Stored items:

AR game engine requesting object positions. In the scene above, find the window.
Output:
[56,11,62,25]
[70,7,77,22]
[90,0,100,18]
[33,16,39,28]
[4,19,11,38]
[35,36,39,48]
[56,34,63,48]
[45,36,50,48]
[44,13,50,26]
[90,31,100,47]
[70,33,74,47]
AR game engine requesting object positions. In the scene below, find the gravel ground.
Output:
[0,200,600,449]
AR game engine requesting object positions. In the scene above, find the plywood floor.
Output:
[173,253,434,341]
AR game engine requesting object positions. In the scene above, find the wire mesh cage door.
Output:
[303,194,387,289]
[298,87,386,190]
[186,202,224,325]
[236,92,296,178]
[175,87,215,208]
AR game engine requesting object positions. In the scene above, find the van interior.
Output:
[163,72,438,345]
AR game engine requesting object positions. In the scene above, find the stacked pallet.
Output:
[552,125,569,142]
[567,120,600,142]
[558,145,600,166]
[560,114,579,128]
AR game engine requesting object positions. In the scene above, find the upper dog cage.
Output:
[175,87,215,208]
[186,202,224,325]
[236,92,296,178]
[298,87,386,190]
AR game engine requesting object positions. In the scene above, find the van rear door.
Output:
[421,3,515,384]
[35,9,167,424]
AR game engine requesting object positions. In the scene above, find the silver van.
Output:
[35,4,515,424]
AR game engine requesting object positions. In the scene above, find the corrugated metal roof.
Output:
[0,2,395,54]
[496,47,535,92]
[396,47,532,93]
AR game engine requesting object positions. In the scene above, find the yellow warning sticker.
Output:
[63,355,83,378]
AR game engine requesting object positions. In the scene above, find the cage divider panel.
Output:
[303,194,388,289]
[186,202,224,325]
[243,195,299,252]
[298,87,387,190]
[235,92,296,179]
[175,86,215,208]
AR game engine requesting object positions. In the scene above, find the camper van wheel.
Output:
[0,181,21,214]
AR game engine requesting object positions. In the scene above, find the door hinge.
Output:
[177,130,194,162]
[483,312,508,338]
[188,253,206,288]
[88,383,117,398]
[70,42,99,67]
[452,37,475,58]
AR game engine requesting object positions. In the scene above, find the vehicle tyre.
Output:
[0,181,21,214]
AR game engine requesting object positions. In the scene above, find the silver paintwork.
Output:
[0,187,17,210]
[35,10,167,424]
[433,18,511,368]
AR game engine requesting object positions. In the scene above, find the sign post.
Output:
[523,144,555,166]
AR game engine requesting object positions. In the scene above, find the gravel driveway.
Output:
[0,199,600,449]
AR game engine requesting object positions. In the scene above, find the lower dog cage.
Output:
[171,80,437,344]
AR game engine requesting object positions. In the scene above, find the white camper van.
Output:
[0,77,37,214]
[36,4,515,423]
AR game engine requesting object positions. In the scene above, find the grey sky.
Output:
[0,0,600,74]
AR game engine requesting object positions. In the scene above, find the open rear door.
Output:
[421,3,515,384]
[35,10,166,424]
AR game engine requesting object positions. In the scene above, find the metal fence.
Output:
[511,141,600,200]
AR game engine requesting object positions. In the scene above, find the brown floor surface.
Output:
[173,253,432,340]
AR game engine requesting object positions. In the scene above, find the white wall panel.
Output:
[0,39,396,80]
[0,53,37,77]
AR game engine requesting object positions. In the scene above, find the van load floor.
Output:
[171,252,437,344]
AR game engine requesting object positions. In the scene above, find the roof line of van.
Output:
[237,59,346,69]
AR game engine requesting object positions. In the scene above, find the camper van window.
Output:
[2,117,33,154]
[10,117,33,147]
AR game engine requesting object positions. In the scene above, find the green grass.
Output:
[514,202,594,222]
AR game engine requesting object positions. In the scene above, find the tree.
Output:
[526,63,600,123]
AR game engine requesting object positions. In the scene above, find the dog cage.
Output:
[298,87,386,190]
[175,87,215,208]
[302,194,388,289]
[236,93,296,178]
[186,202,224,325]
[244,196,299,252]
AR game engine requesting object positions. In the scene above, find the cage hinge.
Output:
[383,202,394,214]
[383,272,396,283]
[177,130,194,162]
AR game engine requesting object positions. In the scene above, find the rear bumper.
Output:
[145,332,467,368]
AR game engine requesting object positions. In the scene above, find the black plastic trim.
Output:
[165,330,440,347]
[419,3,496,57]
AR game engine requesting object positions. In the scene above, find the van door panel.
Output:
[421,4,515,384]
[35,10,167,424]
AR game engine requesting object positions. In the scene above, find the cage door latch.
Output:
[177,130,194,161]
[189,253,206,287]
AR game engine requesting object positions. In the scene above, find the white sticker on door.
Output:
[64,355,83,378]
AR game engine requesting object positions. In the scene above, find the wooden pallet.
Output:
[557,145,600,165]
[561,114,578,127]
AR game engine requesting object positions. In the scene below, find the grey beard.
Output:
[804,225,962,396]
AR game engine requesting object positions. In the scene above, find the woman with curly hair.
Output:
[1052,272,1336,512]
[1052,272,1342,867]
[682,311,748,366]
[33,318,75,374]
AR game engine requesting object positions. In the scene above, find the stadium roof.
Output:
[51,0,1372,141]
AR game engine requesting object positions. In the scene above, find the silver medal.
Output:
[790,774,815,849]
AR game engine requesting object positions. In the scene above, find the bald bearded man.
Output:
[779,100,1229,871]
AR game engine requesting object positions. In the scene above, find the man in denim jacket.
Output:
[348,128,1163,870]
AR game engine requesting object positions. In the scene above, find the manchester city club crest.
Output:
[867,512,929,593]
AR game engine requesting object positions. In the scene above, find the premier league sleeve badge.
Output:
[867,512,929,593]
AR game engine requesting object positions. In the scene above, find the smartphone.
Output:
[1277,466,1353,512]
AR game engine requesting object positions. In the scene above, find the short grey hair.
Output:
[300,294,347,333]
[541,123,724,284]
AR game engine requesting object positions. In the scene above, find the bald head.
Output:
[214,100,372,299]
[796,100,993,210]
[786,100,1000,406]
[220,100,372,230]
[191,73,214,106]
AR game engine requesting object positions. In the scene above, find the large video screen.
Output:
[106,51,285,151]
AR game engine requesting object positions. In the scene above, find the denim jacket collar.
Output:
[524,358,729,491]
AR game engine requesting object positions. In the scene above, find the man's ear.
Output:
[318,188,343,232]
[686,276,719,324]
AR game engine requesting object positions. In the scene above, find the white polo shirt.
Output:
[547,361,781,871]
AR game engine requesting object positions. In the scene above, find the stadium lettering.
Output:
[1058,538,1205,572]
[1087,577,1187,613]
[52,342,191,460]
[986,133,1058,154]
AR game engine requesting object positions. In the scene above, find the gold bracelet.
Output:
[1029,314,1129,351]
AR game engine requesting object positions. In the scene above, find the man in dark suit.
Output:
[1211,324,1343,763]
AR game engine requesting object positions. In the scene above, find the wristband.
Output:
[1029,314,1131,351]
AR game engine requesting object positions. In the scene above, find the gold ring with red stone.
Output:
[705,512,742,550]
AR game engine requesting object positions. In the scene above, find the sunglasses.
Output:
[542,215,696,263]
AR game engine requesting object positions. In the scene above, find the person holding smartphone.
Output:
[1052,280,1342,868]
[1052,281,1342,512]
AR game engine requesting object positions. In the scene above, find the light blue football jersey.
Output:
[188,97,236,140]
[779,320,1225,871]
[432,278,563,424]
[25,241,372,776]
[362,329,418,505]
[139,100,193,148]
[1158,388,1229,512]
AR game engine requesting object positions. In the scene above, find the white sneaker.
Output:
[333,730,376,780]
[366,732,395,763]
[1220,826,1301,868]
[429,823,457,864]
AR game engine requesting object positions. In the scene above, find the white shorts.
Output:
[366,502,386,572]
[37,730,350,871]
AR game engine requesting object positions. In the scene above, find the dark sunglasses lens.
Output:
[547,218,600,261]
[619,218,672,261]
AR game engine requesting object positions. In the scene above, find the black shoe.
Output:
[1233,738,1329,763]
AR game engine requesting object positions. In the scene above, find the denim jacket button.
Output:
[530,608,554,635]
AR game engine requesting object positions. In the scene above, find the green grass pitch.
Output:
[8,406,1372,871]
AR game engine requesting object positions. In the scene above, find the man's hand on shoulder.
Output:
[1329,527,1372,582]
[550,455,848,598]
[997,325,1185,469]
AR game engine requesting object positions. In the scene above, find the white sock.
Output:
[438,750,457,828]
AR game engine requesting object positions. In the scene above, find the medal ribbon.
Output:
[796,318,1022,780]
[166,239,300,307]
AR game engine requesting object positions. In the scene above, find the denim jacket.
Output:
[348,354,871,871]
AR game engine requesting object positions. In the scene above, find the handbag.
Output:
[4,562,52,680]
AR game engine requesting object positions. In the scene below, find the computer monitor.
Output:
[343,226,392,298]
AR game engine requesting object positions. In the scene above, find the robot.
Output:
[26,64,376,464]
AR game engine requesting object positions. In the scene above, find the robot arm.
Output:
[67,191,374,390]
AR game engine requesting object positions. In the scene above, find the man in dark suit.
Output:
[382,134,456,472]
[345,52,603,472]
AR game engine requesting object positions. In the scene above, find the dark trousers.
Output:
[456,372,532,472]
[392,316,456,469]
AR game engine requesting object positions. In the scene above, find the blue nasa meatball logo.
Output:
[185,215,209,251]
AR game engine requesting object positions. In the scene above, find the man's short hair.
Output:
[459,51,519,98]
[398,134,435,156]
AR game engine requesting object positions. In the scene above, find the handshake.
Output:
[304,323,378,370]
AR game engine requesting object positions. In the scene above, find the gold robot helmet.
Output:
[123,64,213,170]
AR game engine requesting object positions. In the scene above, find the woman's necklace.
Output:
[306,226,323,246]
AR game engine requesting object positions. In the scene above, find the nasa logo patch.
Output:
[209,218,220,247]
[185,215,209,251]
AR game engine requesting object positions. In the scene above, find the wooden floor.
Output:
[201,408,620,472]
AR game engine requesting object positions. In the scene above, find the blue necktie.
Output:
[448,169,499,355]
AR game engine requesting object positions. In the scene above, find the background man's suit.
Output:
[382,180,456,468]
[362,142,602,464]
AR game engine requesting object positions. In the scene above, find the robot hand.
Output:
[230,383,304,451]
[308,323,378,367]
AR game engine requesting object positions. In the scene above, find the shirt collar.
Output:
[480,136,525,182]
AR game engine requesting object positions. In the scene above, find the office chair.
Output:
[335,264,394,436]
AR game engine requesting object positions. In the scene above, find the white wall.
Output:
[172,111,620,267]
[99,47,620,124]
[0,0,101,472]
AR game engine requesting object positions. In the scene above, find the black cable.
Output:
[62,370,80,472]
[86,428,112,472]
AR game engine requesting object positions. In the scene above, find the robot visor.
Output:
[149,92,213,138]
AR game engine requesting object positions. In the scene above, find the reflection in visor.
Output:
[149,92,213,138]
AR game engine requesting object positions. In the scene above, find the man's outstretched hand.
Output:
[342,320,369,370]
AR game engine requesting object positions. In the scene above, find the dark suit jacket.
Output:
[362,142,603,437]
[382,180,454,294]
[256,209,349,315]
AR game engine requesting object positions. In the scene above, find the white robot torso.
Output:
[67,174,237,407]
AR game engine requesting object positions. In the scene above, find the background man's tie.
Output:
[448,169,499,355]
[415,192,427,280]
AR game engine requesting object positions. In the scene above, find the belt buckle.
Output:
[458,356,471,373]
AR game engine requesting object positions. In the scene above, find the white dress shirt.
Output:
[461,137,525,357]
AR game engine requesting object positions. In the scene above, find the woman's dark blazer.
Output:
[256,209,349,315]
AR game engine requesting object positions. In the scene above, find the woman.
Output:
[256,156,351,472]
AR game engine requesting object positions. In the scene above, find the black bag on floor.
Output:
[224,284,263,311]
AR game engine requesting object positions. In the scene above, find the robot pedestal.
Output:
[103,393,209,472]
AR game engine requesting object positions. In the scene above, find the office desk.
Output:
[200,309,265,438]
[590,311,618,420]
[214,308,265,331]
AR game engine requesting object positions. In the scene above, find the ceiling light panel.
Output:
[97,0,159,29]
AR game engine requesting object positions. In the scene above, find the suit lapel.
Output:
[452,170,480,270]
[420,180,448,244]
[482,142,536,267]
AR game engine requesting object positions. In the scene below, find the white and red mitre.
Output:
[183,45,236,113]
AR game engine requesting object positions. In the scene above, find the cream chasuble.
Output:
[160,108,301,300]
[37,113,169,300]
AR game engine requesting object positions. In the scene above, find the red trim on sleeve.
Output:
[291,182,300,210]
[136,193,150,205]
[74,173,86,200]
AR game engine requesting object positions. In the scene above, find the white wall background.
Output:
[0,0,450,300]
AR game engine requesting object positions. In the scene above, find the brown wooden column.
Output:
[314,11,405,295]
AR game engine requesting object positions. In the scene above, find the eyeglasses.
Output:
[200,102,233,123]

**WHAT YOU HAVE TO DO:** Rewrite the material, starting at its beginning and ending at the line that contains "[63,355,83,378]", with "silver van" replaced by "gray van" and everything else left unchanged.

**EXERCISE OUTPUT:**
AR game engine requesting object positions. In the scene above, find the window.
Output:
[56,11,62,25]
[70,7,77,22]
[90,0,100,18]
[33,16,39,28]
[4,19,11,38]
[35,36,39,48]
[56,34,63,48]
[45,36,50,48]
[44,13,50,26]
[90,31,100,47]
[70,33,74,47]
AR game engine requesting object positions. In the scene below, find the gravel ground.
Output:
[0,200,600,449]
AR game engine requesting object positions. In the scene above, find the plywood floor.
Output:
[173,253,434,341]
AR game engine requesting object positions. In the scene above, find the wire mesh cage door.
Output:
[303,194,387,289]
[298,87,386,190]
[186,202,224,325]
[236,92,296,178]
[175,87,215,208]
AR game engine requesting object positions. In the scene above, find the van interior.
Output:
[163,72,438,345]
AR game engine requesting object positions. In the scene above, find the stacked pallet.
Output:
[552,125,569,142]
[567,120,600,142]
[558,145,600,166]
[560,114,579,128]
AR game engine requesting object positions. In the scene above, find the upper dog cage.
Output:
[175,87,215,208]
[186,202,224,325]
[236,92,296,178]
[298,87,386,190]
AR game engine requesting object positions. In the scene above, find the van rear door.
Output:
[421,3,515,384]
[35,9,167,424]
AR game engine requesting object positions. In the scene above, find the gray van.
Output:
[35,4,515,424]
AR game engine requesting object positions. In the scene above, find the corrugated metal roof.
Output:
[0,2,395,54]
[496,47,535,92]
[396,47,532,93]
AR game engine requesting object positions. In the scene above, find the yellow warning sticker.
Output:
[63,355,83,378]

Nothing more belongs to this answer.